::: Quellenauszug
Direktor der Biosphäre Entlebuch: «Aus einem Hemmnis wurde eine Stärke»

Der Tourismus Award geht dieses Jahr an eine städtische Institution und ins Entlebuch. Das ist eine besondere Ehre für Theo Schnider.
Theo Schnider, Direktor der Biosphäre Entlebuch, fotografiert auf der Rossweid in Sörenberg mit dem Brienzer Rothorn im Hintergrund. (Bild: Pius Amrein, 27. November 2019)

Roseline Troxler

Im ausverkauften KKL Luzern wurde am Samstag der Tourismus Award der Zentralschweiz vergeben. Diesjährige Preisträger: Die Schweizerische Hotelfachschule Luzern SHL (siehe Box) und die Unesco Biosphäre Entlebuch (UBE).

Walter Schmid, Ehrenpräsident des Tourismus Forums Luzern und Vorsitzender der Findungskommission, meint zur Biosphäre: «Sie ist das erste Biosphärenreservat weltweit, das durch eine Volksabstimmung und unter partizipativer und kooperativer Mitwirkung der lokalen Bevölkerung gegründet wurde.» Und Schmid führt aus: «Die Anerkennung in Form des Tourismus Awards 2019 darf speziell auch als Auszeichnung für den unermüdlichen Einsatz, die Kreativität und den Durchhaltewillen von Theo Schnider sowie dessen Team verstanden werden.»

«Ein Preis von Zuhause ist viel ungewöhnlicher»

Die Freude über den Award ist bei Theo Schnider, Mitinitiant und Direktor, spürbar. Bescheiden meint er: «Ich sehe den Preis als grosse Anerkennung für das Entlebuch. Ich habe lediglich etwas Regie geführt.» Die UBE habe schon diverse internationale Preise erhalten. «Doch ein Preis von Zuhause zu bekommen, ist viel ungewöhnlicher und deshalb für das Entlebuch bedeutender und grossartiger.»

Die UBE ist mehr als eine Organisation, die sich für nachhaltigen Tourismus einsetzt. So handelt es sich bei der Biosphäre um eine Art Entwicklungsagentur, die alle sieben Entlebucher Gemeinden umfasst. Sie ist als Gemeindeverband organisiert, der Projekte in den Bereichen Natur, Umwelt, Raumplanung, Mobilität, Regionalmarketing und Tourismus koordiniert. Die UBE hat auch eine Forschungsabteilung und lanciert diverse Bildungsprojekte. In einer Biosphäre soll nachhaltige Entwicklung – sowohl ökologischer, ökonomischer wie auch sozialer Art – stattfinden.
::::::
::: Zeilen
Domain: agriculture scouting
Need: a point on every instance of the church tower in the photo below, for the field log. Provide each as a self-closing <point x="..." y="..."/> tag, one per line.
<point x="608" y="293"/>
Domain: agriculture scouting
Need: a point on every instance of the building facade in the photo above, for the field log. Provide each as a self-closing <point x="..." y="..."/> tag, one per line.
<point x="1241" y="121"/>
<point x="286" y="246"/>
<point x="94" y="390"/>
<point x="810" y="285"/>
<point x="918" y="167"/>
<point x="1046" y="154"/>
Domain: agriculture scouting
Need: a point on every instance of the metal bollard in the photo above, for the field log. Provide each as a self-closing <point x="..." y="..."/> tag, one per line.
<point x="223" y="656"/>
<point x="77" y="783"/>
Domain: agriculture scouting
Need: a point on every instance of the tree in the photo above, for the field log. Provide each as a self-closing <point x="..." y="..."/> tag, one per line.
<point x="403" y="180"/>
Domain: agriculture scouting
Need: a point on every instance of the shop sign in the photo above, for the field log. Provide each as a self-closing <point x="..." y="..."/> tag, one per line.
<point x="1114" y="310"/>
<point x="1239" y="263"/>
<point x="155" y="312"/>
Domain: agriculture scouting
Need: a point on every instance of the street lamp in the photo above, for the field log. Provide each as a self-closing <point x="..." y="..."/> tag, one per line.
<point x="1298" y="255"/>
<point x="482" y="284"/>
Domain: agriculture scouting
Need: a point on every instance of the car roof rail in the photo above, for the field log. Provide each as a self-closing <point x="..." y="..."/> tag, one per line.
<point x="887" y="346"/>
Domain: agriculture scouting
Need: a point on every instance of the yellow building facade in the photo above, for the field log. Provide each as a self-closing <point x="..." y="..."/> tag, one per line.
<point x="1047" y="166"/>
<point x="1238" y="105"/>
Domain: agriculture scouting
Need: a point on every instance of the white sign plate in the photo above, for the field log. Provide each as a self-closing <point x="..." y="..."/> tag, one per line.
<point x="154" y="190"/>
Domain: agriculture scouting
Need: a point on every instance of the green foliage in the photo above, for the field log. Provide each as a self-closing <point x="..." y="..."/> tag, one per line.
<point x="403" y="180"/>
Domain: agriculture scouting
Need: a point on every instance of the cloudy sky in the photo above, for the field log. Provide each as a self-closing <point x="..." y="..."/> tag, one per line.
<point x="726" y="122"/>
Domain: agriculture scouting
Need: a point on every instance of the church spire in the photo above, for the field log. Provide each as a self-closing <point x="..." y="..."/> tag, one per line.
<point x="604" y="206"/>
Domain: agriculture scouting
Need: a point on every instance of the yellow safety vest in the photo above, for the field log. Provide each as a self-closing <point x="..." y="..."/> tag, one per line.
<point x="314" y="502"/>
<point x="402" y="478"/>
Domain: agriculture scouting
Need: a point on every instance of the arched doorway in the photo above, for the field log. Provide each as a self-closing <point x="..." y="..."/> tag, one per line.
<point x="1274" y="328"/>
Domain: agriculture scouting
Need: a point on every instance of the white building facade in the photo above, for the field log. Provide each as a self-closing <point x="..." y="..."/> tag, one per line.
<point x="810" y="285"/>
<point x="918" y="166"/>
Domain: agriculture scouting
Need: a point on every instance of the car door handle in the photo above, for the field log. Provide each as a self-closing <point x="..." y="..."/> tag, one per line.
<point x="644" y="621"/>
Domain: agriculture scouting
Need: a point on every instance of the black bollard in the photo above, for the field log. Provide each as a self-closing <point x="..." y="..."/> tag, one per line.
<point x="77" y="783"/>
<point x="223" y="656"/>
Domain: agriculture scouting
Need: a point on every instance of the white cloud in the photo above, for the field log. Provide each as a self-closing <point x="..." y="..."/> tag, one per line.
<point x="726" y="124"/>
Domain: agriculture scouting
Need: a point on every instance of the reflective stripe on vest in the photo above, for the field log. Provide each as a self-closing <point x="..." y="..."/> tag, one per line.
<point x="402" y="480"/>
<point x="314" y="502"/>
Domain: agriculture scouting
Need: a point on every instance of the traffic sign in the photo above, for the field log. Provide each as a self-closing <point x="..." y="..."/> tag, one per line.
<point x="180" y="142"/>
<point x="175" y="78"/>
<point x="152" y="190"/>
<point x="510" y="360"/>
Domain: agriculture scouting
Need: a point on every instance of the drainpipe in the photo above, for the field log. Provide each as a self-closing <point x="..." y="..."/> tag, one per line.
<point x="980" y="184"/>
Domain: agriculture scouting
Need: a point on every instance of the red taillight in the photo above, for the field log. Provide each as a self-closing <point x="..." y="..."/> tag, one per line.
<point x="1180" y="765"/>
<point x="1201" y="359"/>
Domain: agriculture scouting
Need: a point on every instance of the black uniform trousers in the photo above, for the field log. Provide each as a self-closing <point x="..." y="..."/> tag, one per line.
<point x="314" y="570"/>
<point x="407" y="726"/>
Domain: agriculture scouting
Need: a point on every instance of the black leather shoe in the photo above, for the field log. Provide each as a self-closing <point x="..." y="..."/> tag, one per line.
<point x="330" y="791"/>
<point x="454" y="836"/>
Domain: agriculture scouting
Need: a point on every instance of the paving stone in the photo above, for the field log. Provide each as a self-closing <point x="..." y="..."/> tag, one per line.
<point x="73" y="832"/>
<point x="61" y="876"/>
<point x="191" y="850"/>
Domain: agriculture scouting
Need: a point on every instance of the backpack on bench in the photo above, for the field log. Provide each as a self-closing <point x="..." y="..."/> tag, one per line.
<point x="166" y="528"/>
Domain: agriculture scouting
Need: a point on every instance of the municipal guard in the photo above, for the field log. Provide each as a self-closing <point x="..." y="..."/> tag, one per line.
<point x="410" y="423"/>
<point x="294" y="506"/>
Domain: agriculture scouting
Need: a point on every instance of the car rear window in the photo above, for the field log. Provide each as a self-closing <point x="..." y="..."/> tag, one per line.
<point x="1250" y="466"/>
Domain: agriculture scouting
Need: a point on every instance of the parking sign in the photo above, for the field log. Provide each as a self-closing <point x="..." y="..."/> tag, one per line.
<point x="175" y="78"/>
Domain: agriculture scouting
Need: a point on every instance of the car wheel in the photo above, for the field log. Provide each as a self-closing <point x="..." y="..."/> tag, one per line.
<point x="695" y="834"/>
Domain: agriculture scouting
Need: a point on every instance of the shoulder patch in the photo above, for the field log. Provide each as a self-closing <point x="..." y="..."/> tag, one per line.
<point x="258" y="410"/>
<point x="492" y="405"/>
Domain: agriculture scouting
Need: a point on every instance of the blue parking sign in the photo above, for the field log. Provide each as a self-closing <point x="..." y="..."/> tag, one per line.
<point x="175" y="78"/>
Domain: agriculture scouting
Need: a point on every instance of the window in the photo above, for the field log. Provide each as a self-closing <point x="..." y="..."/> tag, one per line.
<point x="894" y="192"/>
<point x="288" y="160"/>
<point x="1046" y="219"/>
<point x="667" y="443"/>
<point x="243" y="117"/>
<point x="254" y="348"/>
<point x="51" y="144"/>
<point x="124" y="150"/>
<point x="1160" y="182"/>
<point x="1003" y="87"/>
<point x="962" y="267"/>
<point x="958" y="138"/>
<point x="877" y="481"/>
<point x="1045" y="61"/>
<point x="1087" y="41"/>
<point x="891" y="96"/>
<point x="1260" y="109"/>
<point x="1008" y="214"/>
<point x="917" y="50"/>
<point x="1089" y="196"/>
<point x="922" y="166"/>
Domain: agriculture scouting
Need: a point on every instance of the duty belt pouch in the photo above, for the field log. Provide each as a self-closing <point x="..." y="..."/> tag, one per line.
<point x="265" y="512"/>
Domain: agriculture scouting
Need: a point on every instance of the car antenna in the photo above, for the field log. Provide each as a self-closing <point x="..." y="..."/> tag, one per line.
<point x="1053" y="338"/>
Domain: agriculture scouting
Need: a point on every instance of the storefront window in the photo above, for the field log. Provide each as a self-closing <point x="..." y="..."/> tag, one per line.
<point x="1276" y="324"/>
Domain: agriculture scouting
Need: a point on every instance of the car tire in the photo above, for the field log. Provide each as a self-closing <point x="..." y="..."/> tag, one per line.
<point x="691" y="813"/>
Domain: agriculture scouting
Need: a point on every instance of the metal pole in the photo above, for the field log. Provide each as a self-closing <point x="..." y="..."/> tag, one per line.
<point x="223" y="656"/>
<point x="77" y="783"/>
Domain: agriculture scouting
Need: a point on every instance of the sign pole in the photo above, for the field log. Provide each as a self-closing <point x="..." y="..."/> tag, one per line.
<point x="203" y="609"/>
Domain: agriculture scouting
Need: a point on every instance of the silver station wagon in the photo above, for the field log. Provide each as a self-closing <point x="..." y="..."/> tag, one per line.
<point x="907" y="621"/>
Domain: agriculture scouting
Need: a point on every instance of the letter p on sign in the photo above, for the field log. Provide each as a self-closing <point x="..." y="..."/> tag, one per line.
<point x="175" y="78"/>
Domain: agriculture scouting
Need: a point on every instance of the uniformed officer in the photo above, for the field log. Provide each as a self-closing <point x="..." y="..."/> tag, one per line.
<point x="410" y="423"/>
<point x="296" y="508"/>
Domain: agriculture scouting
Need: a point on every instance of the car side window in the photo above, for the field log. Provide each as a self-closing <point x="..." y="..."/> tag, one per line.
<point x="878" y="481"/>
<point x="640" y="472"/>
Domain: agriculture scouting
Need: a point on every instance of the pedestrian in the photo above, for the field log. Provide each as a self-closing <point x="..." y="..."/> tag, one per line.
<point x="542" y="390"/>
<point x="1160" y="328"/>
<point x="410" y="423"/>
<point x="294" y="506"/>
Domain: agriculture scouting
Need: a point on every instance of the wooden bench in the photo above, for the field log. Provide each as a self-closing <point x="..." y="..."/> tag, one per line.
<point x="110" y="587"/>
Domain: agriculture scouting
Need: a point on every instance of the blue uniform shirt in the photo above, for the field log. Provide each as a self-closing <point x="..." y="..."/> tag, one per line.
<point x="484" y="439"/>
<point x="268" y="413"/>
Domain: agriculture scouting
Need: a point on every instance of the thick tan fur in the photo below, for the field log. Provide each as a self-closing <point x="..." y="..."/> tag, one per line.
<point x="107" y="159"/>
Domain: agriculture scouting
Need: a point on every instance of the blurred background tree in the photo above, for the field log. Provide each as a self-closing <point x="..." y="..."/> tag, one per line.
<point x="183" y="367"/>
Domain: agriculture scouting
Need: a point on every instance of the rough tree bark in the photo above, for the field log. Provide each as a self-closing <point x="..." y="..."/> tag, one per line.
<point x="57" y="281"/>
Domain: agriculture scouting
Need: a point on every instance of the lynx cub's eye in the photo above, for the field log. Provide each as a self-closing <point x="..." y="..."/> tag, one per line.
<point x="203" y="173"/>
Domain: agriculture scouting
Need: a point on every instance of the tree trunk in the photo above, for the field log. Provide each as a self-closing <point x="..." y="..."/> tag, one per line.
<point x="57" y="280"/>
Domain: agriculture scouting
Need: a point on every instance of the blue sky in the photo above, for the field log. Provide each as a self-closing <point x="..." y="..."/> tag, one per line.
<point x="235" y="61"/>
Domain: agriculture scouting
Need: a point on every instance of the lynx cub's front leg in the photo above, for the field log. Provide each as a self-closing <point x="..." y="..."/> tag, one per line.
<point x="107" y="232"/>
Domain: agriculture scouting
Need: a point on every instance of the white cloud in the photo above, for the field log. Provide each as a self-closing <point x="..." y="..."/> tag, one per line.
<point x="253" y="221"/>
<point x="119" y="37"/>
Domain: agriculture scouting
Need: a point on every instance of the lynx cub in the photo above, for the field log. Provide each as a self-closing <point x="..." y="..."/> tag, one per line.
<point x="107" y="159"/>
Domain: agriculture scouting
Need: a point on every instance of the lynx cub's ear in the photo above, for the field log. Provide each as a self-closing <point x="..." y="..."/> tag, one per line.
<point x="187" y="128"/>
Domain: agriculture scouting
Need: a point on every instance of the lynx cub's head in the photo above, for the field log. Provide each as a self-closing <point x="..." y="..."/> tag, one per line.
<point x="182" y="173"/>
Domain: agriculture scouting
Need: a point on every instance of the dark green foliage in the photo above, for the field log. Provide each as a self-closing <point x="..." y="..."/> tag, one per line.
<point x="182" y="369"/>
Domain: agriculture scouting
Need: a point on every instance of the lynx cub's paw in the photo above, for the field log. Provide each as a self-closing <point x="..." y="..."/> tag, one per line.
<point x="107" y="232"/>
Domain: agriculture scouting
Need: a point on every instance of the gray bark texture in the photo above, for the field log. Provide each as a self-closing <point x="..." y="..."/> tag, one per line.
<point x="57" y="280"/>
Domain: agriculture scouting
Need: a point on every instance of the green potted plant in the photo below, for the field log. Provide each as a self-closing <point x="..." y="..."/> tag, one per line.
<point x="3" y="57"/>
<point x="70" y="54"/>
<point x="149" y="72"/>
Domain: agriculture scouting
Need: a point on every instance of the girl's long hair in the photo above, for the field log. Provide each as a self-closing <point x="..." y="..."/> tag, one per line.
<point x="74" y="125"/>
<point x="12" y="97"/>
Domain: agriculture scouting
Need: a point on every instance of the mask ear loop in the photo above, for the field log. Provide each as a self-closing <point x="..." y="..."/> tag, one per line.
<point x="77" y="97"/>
::::::
**Anforderungen**
1. Zitieren Sie aus dem Text über die Biosphäre Entlebuch alles von „Theo Schnider, Direktor“ bis hinunter zu „27. November 2019)“ ohne jede Änderung.
2. Entscheiden Sie anhand des Textes über die Biosphäre Entlebuch, ob die folgenden Aussagen zutreffen, und belegen Sie jede Antwort (Ja oder Nein) mit den ausschlaggebenden Worten des Textes im genauen Wortlaut: (a) Der Tourismus Award wurde im KKL Luzern vergeben. (b) Die UBE umfasst fünf Entlebucher Gemeinden. (c) Die UBE hat bisher keine internationalen Preise erhalten.

**Ergebnisse je Aufgabe**
1.
Theo Schnider, Direktor der Biosphäre Entlebuch, fotografiert auf der Rossweid in Sörenberg mit dem Brienzer Rothorn im Hintergrund. (Bild: Pius Amrein, 27. November 2019)

2.
(a) Ja: „Im ausverkauften KKL Luzern wurde am Samstag der Tourismus Award der Zentralschweiz vergeben.“
(b) Nein: „die alle sieben Entlebucher Gemeinden umfasst“
(c) Nein: „Die UBE habe schon diverse internationale Preise erhalten.“